*Aim of the task:*
For this exercise, copy each line of the records that contains the word "building".

[Records excerpted from a collection]
━━━━━━━━━━━━━━━━━━━━
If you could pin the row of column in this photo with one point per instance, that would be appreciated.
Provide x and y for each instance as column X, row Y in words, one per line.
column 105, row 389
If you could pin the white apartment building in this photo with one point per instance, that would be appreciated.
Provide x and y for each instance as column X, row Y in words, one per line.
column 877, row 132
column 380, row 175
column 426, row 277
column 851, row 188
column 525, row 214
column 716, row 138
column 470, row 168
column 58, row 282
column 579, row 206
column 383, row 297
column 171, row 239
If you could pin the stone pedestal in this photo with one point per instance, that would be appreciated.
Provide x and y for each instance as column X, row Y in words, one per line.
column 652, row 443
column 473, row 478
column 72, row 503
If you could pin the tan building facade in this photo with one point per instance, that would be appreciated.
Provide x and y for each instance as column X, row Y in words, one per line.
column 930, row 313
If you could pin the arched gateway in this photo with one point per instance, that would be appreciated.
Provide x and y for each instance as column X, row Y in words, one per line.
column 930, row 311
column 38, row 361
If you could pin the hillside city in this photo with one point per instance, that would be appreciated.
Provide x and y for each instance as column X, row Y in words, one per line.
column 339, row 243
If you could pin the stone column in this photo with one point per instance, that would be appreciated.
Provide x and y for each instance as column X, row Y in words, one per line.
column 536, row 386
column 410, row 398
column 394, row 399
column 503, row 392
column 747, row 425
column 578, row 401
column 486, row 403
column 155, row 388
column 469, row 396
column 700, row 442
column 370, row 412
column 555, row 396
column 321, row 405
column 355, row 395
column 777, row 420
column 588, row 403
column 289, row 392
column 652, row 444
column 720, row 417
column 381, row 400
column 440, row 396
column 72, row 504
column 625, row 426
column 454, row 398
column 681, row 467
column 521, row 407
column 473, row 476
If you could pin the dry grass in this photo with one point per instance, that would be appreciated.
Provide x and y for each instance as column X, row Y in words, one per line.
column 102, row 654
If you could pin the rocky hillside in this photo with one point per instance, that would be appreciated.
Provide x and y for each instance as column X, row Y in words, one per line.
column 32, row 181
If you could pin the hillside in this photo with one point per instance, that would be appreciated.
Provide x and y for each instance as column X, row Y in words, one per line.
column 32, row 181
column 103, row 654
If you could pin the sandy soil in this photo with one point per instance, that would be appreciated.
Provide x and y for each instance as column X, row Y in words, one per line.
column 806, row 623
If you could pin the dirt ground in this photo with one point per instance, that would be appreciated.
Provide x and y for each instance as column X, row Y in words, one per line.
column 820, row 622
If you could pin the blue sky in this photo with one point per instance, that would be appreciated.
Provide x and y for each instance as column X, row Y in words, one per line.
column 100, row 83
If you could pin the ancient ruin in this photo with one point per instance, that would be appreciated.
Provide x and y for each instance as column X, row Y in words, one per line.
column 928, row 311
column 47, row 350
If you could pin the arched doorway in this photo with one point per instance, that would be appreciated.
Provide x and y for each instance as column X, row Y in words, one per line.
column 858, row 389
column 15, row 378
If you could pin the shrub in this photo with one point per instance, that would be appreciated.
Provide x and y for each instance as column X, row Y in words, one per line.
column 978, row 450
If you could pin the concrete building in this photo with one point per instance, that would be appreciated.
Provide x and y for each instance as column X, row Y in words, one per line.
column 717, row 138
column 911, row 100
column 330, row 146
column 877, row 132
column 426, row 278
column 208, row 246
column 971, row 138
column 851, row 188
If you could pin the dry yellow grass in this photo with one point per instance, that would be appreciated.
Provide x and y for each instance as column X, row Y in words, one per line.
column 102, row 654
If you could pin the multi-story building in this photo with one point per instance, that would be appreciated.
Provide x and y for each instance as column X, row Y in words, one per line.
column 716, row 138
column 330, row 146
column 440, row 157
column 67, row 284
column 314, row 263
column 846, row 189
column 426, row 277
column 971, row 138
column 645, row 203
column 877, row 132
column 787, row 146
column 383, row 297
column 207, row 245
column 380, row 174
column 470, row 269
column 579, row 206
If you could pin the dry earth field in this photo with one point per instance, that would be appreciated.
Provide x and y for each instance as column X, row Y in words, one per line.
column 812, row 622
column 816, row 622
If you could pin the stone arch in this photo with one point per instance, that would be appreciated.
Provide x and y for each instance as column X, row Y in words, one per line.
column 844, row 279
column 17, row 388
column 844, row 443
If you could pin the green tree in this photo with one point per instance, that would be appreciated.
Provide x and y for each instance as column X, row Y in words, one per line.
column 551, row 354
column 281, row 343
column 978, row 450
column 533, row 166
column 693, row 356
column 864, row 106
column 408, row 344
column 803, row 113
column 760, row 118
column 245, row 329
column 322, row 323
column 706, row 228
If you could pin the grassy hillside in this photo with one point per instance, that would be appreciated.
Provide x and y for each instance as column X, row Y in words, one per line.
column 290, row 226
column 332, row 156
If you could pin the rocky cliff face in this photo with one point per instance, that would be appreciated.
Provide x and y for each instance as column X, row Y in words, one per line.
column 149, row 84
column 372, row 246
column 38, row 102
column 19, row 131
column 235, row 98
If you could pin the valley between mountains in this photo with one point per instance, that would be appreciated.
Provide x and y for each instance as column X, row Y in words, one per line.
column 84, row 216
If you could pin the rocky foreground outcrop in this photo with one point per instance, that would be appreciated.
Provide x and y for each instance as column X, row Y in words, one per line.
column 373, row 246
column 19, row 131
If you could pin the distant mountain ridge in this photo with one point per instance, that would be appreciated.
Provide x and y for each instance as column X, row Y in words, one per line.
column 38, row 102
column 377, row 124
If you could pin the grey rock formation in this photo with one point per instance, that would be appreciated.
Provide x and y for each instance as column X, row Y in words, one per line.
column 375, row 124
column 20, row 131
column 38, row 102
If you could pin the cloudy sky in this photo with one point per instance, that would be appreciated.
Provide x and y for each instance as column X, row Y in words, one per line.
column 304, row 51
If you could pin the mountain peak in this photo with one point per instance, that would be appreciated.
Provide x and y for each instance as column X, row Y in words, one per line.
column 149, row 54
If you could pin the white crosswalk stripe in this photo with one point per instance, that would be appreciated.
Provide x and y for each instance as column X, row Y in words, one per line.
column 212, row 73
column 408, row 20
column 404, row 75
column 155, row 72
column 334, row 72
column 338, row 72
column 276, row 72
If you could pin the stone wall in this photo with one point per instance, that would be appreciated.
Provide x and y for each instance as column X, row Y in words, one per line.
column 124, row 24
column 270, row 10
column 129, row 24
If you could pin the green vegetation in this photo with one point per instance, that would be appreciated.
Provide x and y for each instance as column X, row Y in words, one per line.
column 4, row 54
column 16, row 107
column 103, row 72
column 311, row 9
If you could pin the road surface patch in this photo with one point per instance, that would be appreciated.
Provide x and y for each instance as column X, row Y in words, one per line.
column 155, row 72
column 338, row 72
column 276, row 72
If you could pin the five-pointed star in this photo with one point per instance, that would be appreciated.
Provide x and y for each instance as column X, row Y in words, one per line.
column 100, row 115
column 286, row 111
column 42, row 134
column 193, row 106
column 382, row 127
━━━━━━━━━━━━━━━━━━━━
*The answer:*
If you could pin the white apartment building in this photo with one point per instance, that would be appreciated.
If you could pin the tan building facade in this photo with one point per instance, that would be appreciated.
If you could pin the concrete building in this photo with one point per instance, that would be appreciated.
If you could pin the multi-story building in this photo with one point per instance, that would be appreciated.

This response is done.